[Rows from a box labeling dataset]

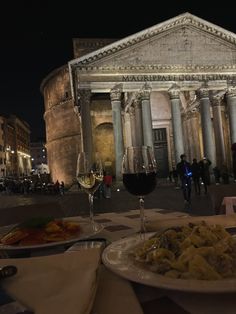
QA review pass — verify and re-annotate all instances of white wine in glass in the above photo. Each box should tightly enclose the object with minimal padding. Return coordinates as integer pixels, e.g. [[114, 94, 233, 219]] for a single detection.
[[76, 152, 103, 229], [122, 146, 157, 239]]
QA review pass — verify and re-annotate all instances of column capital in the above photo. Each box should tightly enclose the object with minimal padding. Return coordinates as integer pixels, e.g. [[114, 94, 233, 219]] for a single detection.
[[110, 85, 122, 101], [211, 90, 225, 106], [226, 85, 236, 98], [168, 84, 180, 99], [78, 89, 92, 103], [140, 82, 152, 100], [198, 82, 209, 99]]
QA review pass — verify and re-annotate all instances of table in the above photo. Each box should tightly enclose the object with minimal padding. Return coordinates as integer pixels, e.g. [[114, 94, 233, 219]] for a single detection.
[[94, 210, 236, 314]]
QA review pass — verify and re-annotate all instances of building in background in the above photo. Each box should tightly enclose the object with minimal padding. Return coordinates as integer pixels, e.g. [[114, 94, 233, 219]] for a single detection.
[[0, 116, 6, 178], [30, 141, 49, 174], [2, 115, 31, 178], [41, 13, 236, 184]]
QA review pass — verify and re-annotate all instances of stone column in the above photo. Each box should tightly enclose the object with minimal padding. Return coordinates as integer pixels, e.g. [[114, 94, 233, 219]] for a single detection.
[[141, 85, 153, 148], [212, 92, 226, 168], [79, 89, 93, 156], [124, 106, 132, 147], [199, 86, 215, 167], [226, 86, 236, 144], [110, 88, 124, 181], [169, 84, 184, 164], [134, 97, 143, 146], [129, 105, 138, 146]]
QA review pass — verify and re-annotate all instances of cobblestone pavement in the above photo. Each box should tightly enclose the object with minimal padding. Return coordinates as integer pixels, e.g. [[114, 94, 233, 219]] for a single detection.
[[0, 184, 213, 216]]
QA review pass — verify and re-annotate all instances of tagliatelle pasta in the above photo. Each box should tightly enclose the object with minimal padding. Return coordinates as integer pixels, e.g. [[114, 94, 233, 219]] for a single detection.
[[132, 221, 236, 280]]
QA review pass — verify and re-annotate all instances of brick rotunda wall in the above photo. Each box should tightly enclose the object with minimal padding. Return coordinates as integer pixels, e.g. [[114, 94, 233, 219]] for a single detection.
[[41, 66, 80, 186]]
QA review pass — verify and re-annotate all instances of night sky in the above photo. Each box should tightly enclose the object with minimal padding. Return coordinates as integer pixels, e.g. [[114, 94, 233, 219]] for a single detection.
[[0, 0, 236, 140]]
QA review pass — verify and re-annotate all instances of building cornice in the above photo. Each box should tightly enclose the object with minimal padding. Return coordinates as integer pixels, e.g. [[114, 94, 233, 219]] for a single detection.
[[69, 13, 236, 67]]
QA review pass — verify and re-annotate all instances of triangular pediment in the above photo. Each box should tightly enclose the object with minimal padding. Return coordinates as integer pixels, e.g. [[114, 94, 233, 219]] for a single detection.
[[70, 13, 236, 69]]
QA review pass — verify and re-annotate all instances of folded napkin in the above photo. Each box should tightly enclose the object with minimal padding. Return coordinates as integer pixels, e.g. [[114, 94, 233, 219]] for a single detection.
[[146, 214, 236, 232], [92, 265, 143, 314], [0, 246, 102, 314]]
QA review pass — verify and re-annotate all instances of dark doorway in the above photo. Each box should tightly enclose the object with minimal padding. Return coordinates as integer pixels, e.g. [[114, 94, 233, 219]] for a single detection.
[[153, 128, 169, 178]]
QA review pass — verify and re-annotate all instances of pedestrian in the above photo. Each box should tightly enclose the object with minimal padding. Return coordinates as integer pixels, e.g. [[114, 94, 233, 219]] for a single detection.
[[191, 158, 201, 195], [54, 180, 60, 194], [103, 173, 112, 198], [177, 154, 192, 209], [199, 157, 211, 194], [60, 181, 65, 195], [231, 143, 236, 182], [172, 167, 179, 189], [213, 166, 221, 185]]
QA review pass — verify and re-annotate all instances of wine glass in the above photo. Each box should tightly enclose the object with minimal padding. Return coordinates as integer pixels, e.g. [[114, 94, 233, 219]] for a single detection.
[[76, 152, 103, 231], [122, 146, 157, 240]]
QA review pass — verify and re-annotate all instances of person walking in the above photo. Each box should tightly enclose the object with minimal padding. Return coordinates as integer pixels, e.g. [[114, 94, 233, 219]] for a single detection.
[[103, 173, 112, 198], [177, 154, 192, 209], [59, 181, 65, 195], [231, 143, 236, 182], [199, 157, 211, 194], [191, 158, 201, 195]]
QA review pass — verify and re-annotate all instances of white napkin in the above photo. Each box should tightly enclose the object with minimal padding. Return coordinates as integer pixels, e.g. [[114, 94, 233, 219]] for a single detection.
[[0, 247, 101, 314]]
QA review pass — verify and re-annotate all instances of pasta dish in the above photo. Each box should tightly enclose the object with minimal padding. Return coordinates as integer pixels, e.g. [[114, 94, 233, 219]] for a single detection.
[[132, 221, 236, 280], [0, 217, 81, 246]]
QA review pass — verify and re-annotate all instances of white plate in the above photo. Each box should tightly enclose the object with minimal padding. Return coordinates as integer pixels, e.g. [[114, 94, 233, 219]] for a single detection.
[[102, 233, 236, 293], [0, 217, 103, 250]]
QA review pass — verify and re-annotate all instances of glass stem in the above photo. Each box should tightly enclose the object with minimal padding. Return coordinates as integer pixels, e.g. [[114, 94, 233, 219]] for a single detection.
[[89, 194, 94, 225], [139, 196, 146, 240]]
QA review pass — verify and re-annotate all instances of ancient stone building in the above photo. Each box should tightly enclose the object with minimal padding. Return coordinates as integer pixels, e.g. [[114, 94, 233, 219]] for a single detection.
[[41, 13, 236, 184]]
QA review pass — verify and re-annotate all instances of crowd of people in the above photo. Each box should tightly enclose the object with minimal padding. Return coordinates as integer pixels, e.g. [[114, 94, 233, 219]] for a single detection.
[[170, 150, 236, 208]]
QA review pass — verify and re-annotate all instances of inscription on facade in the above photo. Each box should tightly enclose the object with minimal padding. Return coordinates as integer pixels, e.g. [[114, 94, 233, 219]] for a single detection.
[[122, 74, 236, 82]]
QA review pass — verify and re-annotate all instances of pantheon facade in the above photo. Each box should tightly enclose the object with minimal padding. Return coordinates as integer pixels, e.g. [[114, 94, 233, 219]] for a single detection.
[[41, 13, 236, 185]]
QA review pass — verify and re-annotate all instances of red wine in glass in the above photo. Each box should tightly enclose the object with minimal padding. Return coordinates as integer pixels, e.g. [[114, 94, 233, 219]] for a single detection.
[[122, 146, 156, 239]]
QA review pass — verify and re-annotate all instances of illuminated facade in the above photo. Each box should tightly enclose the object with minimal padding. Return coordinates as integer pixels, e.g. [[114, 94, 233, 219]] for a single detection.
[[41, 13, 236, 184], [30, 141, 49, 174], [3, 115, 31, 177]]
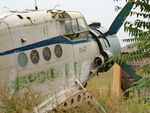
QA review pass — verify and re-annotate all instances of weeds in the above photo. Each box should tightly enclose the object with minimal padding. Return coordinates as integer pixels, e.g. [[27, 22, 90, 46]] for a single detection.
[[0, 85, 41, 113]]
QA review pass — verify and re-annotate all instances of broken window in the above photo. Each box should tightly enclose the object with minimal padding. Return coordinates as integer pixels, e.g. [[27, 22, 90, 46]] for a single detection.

Requirement:
Starting at the line that contains "instances of illuminated", write out every line through the final line of the entries, word for word; skip any pictures.

Result:
QA review pass — verify and re-annotate all instances of illuminated facade in the above photo. Each box should tightly enclose the object with minimal padding. Return coordinates as integer pixels, e.g. [[114, 94, 233, 219]] for a single detection.
[[41, 13, 236, 184], [30, 141, 49, 174], [3, 115, 31, 177]]
QA review pass — verify and re-annotate all instances of weeds in the above photo. Each box should tightly enclose the object with minimal padding. Return coordinates as integer pixels, e.g. [[27, 22, 90, 46]] for a single detection.
[[0, 85, 41, 113]]
QA review pass — verify and re-annotate all instances of broken window in the above photo. Each box should tightly enclose the object with minimal padding. Return coordinates as integer pixels, e.g. [[27, 22, 90, 46]] for a single detection.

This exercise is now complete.